QUESTIONS TO ANSWER:
• 1. Sum up the passage on abandoned cats in Forks in two sentences.
• 2. Decide whether each statement below agrees with the passage on abandoned cats in Forks, answering yes or no and quoting the words of the passage that settle it. (a) Veterinarian Pat Dowell has been helping ill and dying animals. (b) FOFA received funding to build a new animal shelter. (c) One of the worst areas is near B & P Auto on Sol Duc Way.
• 3. Write what comes next in the passage on abandoned cats in Forks, picking up after its last sentence.

EXTRACTED TEXT:

+ + + + +

There is an epidemic in Forks, an epidemic of irresponsible pet owners. People are dumping, leaving, abandoning cats all over town. Some of the worst areas have been Steven’s Grove Mobile Home Park, Castle Rock, and near B & P Auto on Sol Duc Way. What is the problem? Well, they are ill and starving and it doesn’t have to be that way and a good place to start is if people would only get their pets spayed and neutered.
The local organization Friends of Forks Animals has been dealing with this epidemic and local veterinarian Pat Dowell has been amazing in helping with ill and dying animals. But she shouldn’t have to and if you are reading this and thinking of getting a pet or have a pet, please get your pet spayed or neutered.
FOFA recently received funding to assist animal owners with spay and neuter fees.

+ + + + +

Stored data entries
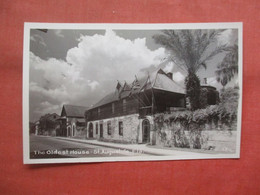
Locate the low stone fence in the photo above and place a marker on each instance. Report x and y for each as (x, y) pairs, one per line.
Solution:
(174, 134)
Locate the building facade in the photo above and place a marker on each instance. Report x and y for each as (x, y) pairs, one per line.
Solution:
(126, 114)
(72, 121)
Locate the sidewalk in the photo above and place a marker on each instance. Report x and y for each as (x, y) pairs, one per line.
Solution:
(143, 148)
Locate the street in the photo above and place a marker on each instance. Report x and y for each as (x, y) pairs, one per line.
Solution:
(52, 147)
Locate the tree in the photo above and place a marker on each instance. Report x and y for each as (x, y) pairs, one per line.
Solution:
(190, 50)
(227, 69)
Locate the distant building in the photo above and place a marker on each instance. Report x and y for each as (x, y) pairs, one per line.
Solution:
(72, 120)
(126, 114)
(48, 124)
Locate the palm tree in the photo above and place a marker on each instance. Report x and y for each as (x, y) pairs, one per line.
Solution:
(227, 69)
(190, 50)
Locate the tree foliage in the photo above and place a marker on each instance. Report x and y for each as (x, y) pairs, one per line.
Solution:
(227, 69)
(192, 83)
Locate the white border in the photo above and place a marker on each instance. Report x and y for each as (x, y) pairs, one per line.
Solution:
(104, 26)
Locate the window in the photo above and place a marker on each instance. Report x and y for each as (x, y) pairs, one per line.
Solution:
(124, 105)
(109, 127)
(96, 128)
(120, 127)
(113, 108)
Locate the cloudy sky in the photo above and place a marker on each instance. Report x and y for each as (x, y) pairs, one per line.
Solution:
(80, 67)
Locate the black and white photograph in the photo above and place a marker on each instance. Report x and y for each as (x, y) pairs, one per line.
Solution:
(131, 92)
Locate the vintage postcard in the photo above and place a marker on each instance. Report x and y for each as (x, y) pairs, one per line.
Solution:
(131, 92)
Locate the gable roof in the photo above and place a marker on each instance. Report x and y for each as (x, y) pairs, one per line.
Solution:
(73, 111)
(155, 80)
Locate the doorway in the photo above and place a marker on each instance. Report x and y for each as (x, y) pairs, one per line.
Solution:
(101, 130)
(90, 130)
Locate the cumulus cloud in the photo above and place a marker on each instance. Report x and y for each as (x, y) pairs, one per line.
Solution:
(225, 37)
(169, 67)
(90, 71)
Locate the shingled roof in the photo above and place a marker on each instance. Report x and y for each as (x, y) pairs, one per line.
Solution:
(73, 111)
(156, 80)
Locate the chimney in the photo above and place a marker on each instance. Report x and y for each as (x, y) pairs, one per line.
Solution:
(169, 74)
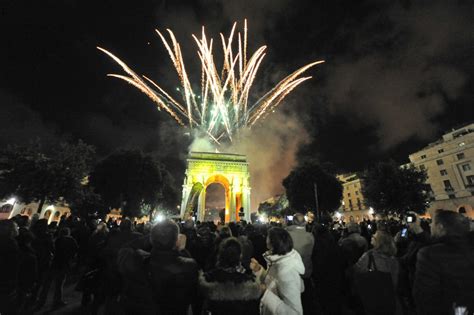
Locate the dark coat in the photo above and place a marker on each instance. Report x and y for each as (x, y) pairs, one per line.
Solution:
(230, 292)
(66, 249)
(444, 275)
(162, 282)
(174, 281)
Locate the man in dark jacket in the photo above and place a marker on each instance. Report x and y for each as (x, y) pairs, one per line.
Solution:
(162, 276)
(65, 251)
(445, 271)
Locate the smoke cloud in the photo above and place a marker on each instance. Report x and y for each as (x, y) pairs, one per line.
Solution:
(400, 76)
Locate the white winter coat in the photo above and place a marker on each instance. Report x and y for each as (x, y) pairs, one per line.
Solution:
(284, 284)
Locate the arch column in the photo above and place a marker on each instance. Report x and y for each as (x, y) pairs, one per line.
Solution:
(201, 205)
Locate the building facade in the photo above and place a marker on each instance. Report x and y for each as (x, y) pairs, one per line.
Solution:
(449, 164)
(353, 207)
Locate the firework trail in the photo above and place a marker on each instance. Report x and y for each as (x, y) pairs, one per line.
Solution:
(221, 107)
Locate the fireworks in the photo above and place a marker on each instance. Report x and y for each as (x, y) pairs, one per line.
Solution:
(221, 108)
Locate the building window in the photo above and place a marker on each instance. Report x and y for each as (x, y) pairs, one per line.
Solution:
(447, 185)
(470, 180)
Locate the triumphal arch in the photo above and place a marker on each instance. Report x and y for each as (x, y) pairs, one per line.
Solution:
(229, 170)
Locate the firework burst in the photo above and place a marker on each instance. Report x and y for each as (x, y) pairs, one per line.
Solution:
(221, 108)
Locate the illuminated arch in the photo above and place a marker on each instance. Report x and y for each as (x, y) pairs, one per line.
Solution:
(229, 170)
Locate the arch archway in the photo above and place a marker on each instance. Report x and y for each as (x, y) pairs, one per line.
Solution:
(229, 170)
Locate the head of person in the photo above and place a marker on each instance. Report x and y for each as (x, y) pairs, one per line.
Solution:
(384, 243)
(230, 253)
(101, 228)
(449, 223)
(353, 227)
(63, 232)
(164, 234)
(40, 227)
(225, 232)
(299, 220)
(8, 229)
(126, 225)
(279, 241)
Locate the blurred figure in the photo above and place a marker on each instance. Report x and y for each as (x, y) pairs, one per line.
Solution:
(9, 257)
(382, 259)
(229, 288)
(353, 245)
(161, 281)
(43, 245)
(282, 279)
(66, 249)
(303, 243)
(28, 277)
(445, 270)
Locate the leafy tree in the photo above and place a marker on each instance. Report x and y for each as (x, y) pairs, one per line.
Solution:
(299, 185)
(389, 188)
(34, 175)
(129, 180)
(87, 203)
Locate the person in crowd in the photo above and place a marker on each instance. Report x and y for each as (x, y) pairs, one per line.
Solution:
(328, 271)
(282, 278)
(28, 277)
(65, 251)
(229, 288)
(43, 244)
(247, 246)
(417, 239)
(162, 276)
(303, 243)
(92, 281)
(353, 245)
(381, 258)
(116, 240)
(9, 257)
(444, 274)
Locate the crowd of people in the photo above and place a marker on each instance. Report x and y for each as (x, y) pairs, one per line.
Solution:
(303, 267)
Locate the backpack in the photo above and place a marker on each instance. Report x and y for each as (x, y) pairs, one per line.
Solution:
(375, 290)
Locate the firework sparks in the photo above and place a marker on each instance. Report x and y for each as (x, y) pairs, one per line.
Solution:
(221, 108)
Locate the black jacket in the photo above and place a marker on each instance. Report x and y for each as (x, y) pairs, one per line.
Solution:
(444, 275)
(162, 282)
(230, 292)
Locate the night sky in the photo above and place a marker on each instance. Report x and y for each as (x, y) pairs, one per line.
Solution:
(397, 73)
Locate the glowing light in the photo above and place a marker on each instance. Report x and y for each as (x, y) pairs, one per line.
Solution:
(159, 218)
(221, 108)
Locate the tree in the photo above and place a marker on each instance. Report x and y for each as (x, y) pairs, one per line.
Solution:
(35, 175)
(129, 180)
(389, 188)
(299, 185)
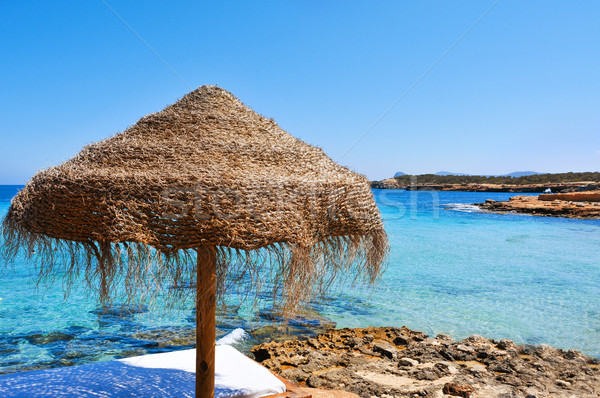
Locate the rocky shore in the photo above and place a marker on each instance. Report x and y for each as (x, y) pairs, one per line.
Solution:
(392, 183)
(573, 205)
(399, 362)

+ + + + +

EXERCISE ANSWERS:
• 1. People in Forks are dumping and abandoning cats all over town, and the animals are ill and starving. The passage urges owners to spay and neuter their pets, and it notes that Friends of Forks Animals and local veterinarian Pat Dowell have been helping sick animals and that FOFA recently received funding to assist owners with spay and neuter fees.

• 2.
(a) Yes: "local veterinarian Pat Dowell has been amazing in helping with ill and dying animals."
(b) No: "FOFA recently received funding to assist animal owners with spay and neuter fees."
(c) Yes: "Some of the worst areas have been Steven’s Grove Mobile Home Park, Castle Rock, and near B & P Auto on Sol Duc Way."

• 3.
Earlier this summer a couple that lives on Vashon Island named Koch that are interested in donating to nonprofits in Washington became interested in what FOFA was doing in our area. Pam Winney and Jaunita Weissenfels arranged to meet with them and the Kochs flew in to the Forks Airport to take a look at the city shelter and interview the two FOFA members. It was on the spot that the Kochs decided that they would donate $10,000 to the club. Winney said, “Their goal is the same as ours, to reduce euthanasia through spaying and neutering of pets.”
And while $10,000 seems like a lot of money, Winney added, “We are drowning, we are taking on the world, there are cats and kittens everywhere.”
FOFA also recently has assisted with feral cat trapping in the area. An estimated 70 million feral cats — cats who have never had contact with humans and who are the offspring of abandoned, unaltered tame cats — are roaming the parks, parking lots, backyards and back streets of America.
Although ferals are fearful of humans, they still are members of a domesticated species and they are ill-equipped to survive on their own. Feral cats do not die of “old age.” Many are poisoned, shot, tortured by cruel people, attacked by other animals or hit by cars. Others die of exposure, starvation or highly contagious fatal diseases such as rabies, feline AIDS, feline leukemia and feline infectious peritonitis.
Feral cats that have been trapped and spayed or neutered can be recognized by a “clipped” or altered ear.
FOFA also would like to remind people it is illegal to shoot cats.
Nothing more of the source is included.